**Directions**
a) In the article on the missing DC Comics artwork, how many pages of original art and covers were reportedly stolen, according to the later inventory?
b) Continue the article on the missing DC Comics artwork from the point where it stops.

* begin Passage given *

Joe Simon, The F.B.I. and the Strange Case of the Missing Artwork
That opportunity to steal came when DC Comics moved from Third Avenue to the Rockefeller Centre. To facilitate this process the art was gathered up and stacked onto pallets for the move, but, sadly, nobody was keeping track of who was actually moving it. In the same article an un-named DC staffer is quoted as saying, “In retrospect, of course, it was a dumb move. Had Sol known any better, maybe there would have been an in and out inventory. But nobody gave a shit. The art went in and out and no one looked twice." With that in mind it should have come as no great surprise when DC discovered a fairly sizable amount of art missing, including some choice covers and pages by Neal Adams, Jack Kirby, Bernie Wrightson, Michael Kaluta and others. According to the same article, written when this was fresh in everyone’s minds and recollections were sharp, the theft was apparently an inside job. An anonymous art collector said at the time, also in the fanzine, "The plan was simple. Have a friend on the moving crew 'misplace' a flat of artwork. Later, if it was discovered missing, it could easily be found without getting in trouble. If no one noticed it was missing, it was just taken away later. Certain staff members had decided to rip-off some of the pages, and it was an inside job."
According to an inventory done later, a reported 1928 pages of original art and covers were stolen and soon made their way onto the open market. The first time the art appeared is when the thief attended a New York convention and began selling pages to dealers, most of whom have since sold that art for very large profits. A lot of this art never makes it to the open market, despite the pleas of ‘liberation’, clearly nobody wants to run the risk of a legal confrontation. For years Neal Adams has made it clear that any DC art that he’d drawn that was part of the heist and was considered to be stolen and as such belonged to him. DC Comics also released an open letter t the time stating that they wanted the art back and threatened legal action, but, as time later told, this was an empty threat at best. Adams has since given up his fight and now we might have a clue as to why, and that involves the F.B.I, DC Comics and Joe Simon.

* end Passage given *
* begin Supplied data *

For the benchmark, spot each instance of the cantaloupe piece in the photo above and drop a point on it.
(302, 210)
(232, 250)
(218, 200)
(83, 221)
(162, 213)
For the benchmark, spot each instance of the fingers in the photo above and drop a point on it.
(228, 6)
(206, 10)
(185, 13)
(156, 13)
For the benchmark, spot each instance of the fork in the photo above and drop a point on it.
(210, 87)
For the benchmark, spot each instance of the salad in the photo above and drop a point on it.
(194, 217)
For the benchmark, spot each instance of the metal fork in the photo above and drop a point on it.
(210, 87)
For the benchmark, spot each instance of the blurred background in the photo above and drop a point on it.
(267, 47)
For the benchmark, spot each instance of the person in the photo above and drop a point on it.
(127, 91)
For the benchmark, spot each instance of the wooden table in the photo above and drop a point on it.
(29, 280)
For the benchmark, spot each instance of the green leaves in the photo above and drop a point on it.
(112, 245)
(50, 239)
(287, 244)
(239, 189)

* end Supplied data *
* begin Supplied data *

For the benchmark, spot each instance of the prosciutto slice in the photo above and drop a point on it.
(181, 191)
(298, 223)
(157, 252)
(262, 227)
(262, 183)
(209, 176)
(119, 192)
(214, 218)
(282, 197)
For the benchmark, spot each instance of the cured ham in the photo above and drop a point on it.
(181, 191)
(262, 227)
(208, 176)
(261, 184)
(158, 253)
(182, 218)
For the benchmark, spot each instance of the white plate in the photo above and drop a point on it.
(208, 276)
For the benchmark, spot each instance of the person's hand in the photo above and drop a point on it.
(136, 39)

* end Supplied data *
* begin Supplied data *

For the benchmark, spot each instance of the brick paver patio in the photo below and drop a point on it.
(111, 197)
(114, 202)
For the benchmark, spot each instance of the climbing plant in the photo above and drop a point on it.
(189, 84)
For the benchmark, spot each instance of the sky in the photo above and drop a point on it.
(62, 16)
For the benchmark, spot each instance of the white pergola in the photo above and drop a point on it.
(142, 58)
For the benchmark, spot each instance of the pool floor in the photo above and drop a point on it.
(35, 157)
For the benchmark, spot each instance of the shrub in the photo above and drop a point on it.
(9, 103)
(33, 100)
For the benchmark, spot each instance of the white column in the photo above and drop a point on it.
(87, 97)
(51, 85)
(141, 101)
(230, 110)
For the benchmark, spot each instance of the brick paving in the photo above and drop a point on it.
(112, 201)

* end Supplied data *

**Final answers**
a) A reported 1928 pages of original art and covers were stolen.

b)
Another result of these interviews was a person who may have been acting for the dealer made contact with Joe Simon directly under the guise of arranging a commission. During the resulting phone call, the third party made mention of the art deal, asking if Joe remembered it. Joe steadfastly denied the story that his daughter sold 300 pages for $100, primarily as Joe had always told his children the true value of his original art. Joe’s response to the claims and the resulting phone call were incredulous, and it felt it was beyond the realms of possibility that the circumstances of the deal could be believed – in Joe’s own words, “What are they asking us to think? That ---------- somehow found the DC Comics warehouse, got possession of all the art and then sold it for $100? This instance of ------- that this price was so very low is obviously part of a grand strategy of lies that I do not comprehend.” The last line in the letter was telling, “------ and his family originally claimed that I had given him the art. Maybe they grew tired of waiting for my demise.” Joe recorded the phone conversation and sent the tape to the F.B.I. where it resides to this day.
Although the F.B.I have redacted their files, as so not to identify anyone still possibly living, there are more than enough clues for those in the know to identify both the graphic artist and the dealer who threatened to instigate legal action to prevent Joe from getting his hands on his own art. Naturally there’ll be those who’ll justify the actions of both the graphic design artist and the dealer, but, as I’ve pointed out, theft is theft, and it should make no difference if the pages came from either DC Comics or Joe Simon’s daughter – they were stolen from Joe Simon and should have been returned, not held to ransom, but, sadly, that’s always the way these things go when there’s money involved.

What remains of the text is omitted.